課題
下の本文のうち、「近年、日本社会を揺るがすヒグ」で始まり「余裕さえなかったといいます。」まで続く部分を、一字も変えずに書き写してください。

本文

==================================================

近年、日本社会を揺るがすヒグマによる人身被害が深刻化しています。特に北海道では、市街地での目撃情報や農作物被害が後を絶たず、住民の不安が高まるばかりです。このような状況下で、一人のベテラン猟師がヒグマとの壮絶な格闘を生き抜いた事例は、その危険性と人間の生命力の両面を浮き彫りにします。2022年7月、北海道で起きた出来事。役場からの通報を受け、ヒグマの出没現場へ急行した69歳の猟師・山田文夫さんは、同行のSさんと共にクマを追跡中に思わぬ事態に直面しました。負傷したヒグマとの予期せぬ遭遇で銃を失い、素手で格闘せざるを得ない状況に陥った山田さんは、まさに死と隣り合わせの状況にありました。
北海道の豊かな自然に暮らすヒグマ、人との遭遇が増加し社会問題に
生死を分けたヒグマとの格闘の瞬間
ヒグマとの激しい格闘中、山田さんはとっさに繰り出した右拳がクマの口の中に入り込むという信じられない状況に遭遇しました。この予期せぬ一撃により、クマはわずかにひるみ、山田さんの視界が一気に開けます。その時、目に飛び込んできたのは、最初の銃撃で負傷したクマの横腹から飛び出していた内臓でした。山田さんは迷うことなく左手を伸ばし、その内臓を力強く掴んで引っ張りました。すると、クマは腸を引きずりながらその場を離れていきました。この間、手や腕を深く噛まれていましたが、極度の興奮状態にあった山田さんには痛みを感じる余裕さえなかったといいます。

==================================================

与えられた項目
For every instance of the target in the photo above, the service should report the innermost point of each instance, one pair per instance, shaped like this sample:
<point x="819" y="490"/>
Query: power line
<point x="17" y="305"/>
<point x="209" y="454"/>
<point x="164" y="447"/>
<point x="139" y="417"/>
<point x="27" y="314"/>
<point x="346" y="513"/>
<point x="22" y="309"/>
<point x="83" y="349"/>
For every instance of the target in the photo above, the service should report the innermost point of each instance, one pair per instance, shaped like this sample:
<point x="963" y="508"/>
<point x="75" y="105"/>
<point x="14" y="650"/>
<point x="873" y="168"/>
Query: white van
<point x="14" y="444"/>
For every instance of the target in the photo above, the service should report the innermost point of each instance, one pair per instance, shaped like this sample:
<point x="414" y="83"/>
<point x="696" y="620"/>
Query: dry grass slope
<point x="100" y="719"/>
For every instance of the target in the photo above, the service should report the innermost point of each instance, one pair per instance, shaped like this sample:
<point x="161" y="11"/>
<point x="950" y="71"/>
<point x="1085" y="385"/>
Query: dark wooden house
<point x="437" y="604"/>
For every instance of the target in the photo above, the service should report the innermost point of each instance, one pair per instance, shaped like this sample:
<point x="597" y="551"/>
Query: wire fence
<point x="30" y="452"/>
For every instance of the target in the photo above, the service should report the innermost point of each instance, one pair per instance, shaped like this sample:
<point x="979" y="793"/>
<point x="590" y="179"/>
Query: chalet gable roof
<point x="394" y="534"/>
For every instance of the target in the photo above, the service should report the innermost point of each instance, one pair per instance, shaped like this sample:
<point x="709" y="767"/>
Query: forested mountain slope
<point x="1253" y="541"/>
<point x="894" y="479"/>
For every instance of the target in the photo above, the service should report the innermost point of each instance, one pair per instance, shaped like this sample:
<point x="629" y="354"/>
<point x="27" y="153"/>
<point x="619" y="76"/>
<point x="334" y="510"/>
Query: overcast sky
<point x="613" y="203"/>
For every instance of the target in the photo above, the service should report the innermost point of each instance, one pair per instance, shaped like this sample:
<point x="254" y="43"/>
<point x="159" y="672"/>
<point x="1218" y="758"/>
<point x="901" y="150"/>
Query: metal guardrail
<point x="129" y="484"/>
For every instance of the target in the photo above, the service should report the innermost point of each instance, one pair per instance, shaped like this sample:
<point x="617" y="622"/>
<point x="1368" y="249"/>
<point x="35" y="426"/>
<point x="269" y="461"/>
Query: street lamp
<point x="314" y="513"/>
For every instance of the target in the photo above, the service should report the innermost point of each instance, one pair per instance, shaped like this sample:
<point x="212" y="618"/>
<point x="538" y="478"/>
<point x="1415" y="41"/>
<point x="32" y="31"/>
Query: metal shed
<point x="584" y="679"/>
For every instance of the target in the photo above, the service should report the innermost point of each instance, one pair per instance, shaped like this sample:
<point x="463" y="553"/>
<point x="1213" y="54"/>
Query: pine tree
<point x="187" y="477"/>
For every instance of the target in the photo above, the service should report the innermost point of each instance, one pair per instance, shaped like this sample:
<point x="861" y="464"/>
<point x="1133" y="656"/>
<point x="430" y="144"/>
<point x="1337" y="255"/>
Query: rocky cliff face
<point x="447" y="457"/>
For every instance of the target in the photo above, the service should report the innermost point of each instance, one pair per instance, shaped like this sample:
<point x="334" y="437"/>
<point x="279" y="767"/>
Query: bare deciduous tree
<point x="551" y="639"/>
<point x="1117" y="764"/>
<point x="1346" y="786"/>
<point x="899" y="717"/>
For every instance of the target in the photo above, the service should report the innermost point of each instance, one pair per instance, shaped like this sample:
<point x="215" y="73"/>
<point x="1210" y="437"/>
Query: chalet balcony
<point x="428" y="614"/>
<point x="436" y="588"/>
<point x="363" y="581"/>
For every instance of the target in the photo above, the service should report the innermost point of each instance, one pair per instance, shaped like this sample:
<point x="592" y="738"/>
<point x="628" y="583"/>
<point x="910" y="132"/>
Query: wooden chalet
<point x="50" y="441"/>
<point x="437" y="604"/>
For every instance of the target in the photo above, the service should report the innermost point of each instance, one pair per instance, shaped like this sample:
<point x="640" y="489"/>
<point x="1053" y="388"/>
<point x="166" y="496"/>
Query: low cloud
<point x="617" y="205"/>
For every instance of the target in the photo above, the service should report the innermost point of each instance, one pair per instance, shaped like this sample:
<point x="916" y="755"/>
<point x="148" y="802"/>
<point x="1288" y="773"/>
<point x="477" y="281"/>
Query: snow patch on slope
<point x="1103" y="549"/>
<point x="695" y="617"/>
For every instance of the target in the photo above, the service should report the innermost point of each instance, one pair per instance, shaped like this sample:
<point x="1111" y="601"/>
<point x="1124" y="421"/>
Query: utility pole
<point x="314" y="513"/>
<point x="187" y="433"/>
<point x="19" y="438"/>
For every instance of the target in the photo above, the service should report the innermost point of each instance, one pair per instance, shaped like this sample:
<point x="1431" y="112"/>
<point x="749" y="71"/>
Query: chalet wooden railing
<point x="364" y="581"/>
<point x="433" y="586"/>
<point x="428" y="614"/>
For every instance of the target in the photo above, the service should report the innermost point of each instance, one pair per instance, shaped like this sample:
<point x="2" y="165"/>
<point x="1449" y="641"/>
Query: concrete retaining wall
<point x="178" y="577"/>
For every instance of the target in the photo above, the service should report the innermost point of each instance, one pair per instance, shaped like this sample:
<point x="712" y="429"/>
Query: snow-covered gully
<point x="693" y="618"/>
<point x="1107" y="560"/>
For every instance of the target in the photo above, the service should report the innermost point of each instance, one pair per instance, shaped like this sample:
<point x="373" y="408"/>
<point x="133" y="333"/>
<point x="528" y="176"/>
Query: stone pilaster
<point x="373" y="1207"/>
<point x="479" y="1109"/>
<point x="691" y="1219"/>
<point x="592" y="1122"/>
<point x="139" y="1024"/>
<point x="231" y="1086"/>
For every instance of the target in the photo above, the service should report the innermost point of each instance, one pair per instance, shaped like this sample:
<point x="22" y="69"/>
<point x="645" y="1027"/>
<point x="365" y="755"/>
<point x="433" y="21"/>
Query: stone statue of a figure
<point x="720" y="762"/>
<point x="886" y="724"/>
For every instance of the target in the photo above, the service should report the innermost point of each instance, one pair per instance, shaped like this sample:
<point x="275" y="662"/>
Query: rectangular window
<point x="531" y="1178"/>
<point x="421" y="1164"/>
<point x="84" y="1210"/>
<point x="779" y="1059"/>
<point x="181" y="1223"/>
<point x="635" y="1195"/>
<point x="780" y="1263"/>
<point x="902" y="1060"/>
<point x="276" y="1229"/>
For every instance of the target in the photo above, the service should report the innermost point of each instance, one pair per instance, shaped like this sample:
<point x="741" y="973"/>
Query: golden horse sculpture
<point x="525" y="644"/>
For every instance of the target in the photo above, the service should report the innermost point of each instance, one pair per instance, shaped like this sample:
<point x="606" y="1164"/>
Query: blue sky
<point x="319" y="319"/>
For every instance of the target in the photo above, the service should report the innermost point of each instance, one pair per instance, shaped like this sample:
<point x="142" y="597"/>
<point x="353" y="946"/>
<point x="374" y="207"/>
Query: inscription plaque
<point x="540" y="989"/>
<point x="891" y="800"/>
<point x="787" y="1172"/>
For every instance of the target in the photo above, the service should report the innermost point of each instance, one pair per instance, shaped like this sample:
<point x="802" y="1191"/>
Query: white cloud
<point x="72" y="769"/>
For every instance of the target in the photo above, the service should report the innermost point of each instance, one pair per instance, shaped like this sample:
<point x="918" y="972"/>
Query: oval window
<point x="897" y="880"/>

==================================================

課題の解答
近年、日本社会を揺るがすヒグマによる人身被害が深刻化しています。特に北海道では、市街地での目撃情報や農作物被害が後を絶たず、住民の不安が高まるばかりです。このような状況下で、一人のベテラン猟師がヒグマとの壮絶な格闘を生き抜いた事例は、その危険性と人間の生命力の両面を浮き彫りにします。2022年7月、北海道で起きた出来事。役場からの通報を受け、ヒグマの出没現場へ急行した69歳の猟師・山田文夫さんは、同行のSさんと共にクマを追跡中に思わぬ事態に直面しました。負傷したヒグマとの予期せぬ遭遇で銃を失い、素手で格闘せざるを得ない状況に陥った山田さんは、まさに死と隣り合わせの状況にありました。
北海道の豊かな自然に暮らすヒグマ、人との遭遇が増加し社会問題に
生死を分けたヒグマとの格闘の瞬間
ヒグマとの激しい格闘中、山田さんはとっさに繰り出した右拳がクマの口の中に入り込むという信じられない状況に遭遇しました。この予期せぬ一撃により、クマはわずかにひるみ、山田さんの視界が一気に開けます。その時、目に飛び込んできたのは、最初の銃撃で負傷したクマの横腹から飛び出していた内臓でした。山田さんは迷うことなく左手を伸ばし、その内臓を力強く掴んで引っ張りました。すると、クマは腸を引きずりながらその場を離れていきました。この間、手や腕を深く噛まれていましたが、極度の興奮状態にあった山田さんには痛みを感じる余裕さえなかったといいます。